*Trechos das entradas*:
○ ○ ○ ○
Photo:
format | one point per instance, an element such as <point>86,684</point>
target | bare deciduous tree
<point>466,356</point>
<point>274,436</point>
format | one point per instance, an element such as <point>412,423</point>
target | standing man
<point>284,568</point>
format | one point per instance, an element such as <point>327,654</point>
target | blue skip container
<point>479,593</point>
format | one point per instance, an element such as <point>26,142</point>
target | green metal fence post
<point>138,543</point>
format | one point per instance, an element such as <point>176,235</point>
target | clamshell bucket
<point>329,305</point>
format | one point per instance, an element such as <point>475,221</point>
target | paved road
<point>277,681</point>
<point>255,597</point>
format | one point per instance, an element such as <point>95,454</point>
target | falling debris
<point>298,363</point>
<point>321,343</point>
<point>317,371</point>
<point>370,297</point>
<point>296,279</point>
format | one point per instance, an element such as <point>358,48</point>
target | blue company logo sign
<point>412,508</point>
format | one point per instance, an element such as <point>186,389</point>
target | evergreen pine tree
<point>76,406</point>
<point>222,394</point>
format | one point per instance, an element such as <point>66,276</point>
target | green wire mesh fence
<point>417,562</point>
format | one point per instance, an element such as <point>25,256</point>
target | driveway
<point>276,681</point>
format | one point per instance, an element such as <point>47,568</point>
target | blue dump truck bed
○ ○ ○ ○
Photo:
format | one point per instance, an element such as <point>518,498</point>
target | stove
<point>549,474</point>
○ ○ ○ ○
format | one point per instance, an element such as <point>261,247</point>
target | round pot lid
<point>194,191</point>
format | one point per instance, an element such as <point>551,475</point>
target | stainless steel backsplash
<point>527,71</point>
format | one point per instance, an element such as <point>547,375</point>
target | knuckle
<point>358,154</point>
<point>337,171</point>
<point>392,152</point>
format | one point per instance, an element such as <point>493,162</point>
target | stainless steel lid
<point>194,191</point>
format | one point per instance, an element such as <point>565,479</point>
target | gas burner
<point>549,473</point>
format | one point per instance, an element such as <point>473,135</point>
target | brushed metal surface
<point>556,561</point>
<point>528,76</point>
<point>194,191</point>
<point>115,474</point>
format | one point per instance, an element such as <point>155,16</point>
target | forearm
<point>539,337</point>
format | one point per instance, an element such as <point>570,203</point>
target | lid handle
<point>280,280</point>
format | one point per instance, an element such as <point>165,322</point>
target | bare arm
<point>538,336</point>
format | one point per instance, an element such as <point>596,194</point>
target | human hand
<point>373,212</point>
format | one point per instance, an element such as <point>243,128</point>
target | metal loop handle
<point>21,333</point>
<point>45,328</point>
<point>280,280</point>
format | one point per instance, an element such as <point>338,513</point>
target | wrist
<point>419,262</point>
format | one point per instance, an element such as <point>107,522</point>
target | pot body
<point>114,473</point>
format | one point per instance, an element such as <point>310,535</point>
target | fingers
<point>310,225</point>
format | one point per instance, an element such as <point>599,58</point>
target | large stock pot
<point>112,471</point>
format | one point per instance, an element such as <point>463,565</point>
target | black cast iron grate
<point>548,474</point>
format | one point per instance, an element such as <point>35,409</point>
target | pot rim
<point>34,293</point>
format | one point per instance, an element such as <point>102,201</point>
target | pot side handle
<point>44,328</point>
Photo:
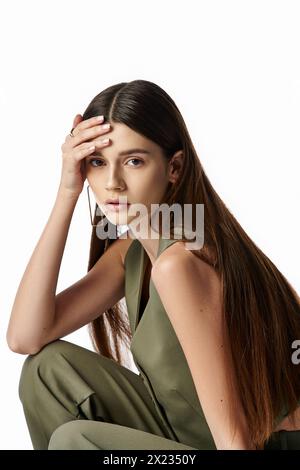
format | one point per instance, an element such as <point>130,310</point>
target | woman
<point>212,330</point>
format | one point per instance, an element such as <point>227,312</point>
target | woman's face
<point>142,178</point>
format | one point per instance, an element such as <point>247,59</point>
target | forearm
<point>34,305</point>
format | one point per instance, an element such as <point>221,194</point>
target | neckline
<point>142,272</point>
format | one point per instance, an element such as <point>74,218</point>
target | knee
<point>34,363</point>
○ ○ ○ ○
*Enunciado do exercício*: Transforme em uma lista JSON de strings o trecho que vai da linha que contém "such as <point>243,128</point>" até a linha que contém "<point>310,225</point>", incluindo as duas, com uma string para cada linha e sem as linhas em branco.

*Resultado do exercício*:
[
  "format | one point per instance, an element such as <point>243,128</point>",
  "target | metal loop handle",
  "<point>21,333</point>",
  "<point>45,328</point>",
  "<point>280,280</point>",
  "format | one point per instance, an element such as <point>338,513</point>",
  "target | wrist",
  "<point>419,262</point>",
  "format | one point per instance, an element such as <point>107,522</point>",
  "target | pot body",
  "<point>114,473</point>",
  "format | one point per instance, an element such as <point>310,535</point>",
  "target | fingers",
  "<point>310,225</point>"
]